Savage Garden’s Affirmation has to have the worst lyrics ever. I hope these lyrics were written by a robot whose first language wasn’t English. Either way they stink, they stink, they stink!
I believe the sun should never set upon an argument
I believe we place our happiness in other people’s hands
I believe that junk food tastes so good because it’s bad for you
I believe your parents did the best job they knew how to do
I believe that beauty magazines promote low self esteem
I believe I’m loved when I’m completely by myself alone
Cherish is the word I use to describe
All the feeling that I have hiding here for you inside
You don’t know how many times I’ve wished that I had told you
You don’t know how many times I’ve wished that I could hold you
You don’t know how many times I’ve wished that I could
Mold you into someone who could
Cherish me as much as I cherish you*
Starting with “You don’t know” it has a good melody, but those have to be some of the clumsiest lyrics ever for a hit song. It sounds almost like one of those “English to Hungarian back into English” examples.
The worst? Easy. Because of the policies regarding lyrics I’ll spoiler these. And also because direct viewing without necessary protection can cause eyeball melting
Who put the bomp in the bomp-a-bomp-a-bomp
Who put the ram in the ram-a-lam-a-ding-dong
Who put the bop in the bop-she-bop-she-bop
Who put the dip in the dip-de-dip-de-dip
Who was that man, I’d like to shake his hand
He made my baby fall in love with me (yeah!)
Although [spoiler]In the year 2525
If man is still alive
If woman can survive
They may find
In the year 3535
Ain’t gonna need to tell the truth, tell no lies
Everything you think, do, or say
Is in the pill you took today[/spoiler]
Now little lisa is only 9 years old
Shes tryin to figure out why the world is so cold
Why shes all all alone and they never met her family
Mamas always gone and she never met her daddy
Part of her is missin and nobody will listenin
Mama is on drugs gettin high up in the kitchen
Bringin home men at different hours of the night
Startin with laughs–usually endin in a fight
Sneak into her room while her mamas knocked out
Tryin to have his way and little lisa says ‘ouch’
She tries to resist but then all he does is beat her
Tries to tell her mom but her mama don’t believe her
We gotta start from the start, only time will tell if we stand the test of time. Cause there ain’t no one for to give you no pain. You know they are a liar.

Raw records:

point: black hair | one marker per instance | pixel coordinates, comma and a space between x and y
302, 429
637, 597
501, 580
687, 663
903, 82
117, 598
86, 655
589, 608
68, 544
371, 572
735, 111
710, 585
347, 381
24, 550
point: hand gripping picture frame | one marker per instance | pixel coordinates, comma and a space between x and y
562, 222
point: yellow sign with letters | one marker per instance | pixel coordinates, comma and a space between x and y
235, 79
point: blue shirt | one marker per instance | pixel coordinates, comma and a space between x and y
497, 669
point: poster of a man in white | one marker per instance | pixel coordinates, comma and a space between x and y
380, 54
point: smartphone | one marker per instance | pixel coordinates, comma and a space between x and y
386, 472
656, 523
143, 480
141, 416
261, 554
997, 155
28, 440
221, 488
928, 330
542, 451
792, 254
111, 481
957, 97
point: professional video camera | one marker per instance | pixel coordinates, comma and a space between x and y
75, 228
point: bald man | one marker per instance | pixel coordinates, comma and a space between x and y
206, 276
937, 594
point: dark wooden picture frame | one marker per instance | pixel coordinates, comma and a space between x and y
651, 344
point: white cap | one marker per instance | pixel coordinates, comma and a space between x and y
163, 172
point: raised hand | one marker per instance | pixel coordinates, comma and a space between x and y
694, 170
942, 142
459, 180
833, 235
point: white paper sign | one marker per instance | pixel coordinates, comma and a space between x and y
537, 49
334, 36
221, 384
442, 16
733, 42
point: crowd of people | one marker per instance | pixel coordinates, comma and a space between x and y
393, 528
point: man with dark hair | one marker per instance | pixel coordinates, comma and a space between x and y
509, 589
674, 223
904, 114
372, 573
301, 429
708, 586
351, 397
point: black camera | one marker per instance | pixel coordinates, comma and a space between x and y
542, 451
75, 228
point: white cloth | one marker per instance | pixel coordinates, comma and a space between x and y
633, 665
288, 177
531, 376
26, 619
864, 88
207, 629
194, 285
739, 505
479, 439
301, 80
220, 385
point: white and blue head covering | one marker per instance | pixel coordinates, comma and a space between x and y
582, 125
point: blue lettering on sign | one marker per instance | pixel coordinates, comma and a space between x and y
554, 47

Problem 1. In the lyrics post, which Savage Garden song is said to have the worst lyrics ever?
Problem 2. Shorten the paragraph of the lyrics post that begins "Starting with 'You don't know'" into one brief sentence that keeps its main points.
Problem 3. Write the next part of the lyrics post, picking up after its final sentence.

Expected output 1. Affirmation.

Expected output 2. From "You don't know" on, the melody is good, but the lyrics are among the clumsiest for a hit song, almost like an "English to Hungarian back into English" example.

Expected output 3.
If only because Napoleon didn’t surrender at Waterloo. Lost the battle, yes, but retreated in relatively good order and didn’t abdicate for another 4 days, and then in Paris.
Once upon a time I was falling in love
But now I’m only falling apart
Once upon a time there was light in my life
But now there’s only love in the dark
We’ll be holding on forever
And we’ll only be making it right
Cause we’ll never be wrong together
We can take it to the end of the line
Honestly - this post should just say “Total Eclipse of the Heart - the whole thing”.
But it’s pretty hard to top “Boom boom boom boom/I want you in my room/Lets spend the night together/from now until forever”
I also have to give a shout-out to “worst lyrics in an otherwise good song”:
“Beat boys, fly girls, throw your hands in the air/Oh yeah like you just don’t care”
I’m sory but I have NEVER seen anyone throw their hands in the air “like they just don’t care” and I bet you never did either. Stick their hands in their pockets and lean against the wall “like they just don’t care” - sure. Throwing their hands in the air is the bailliwick of people who DO care … about something, anyway.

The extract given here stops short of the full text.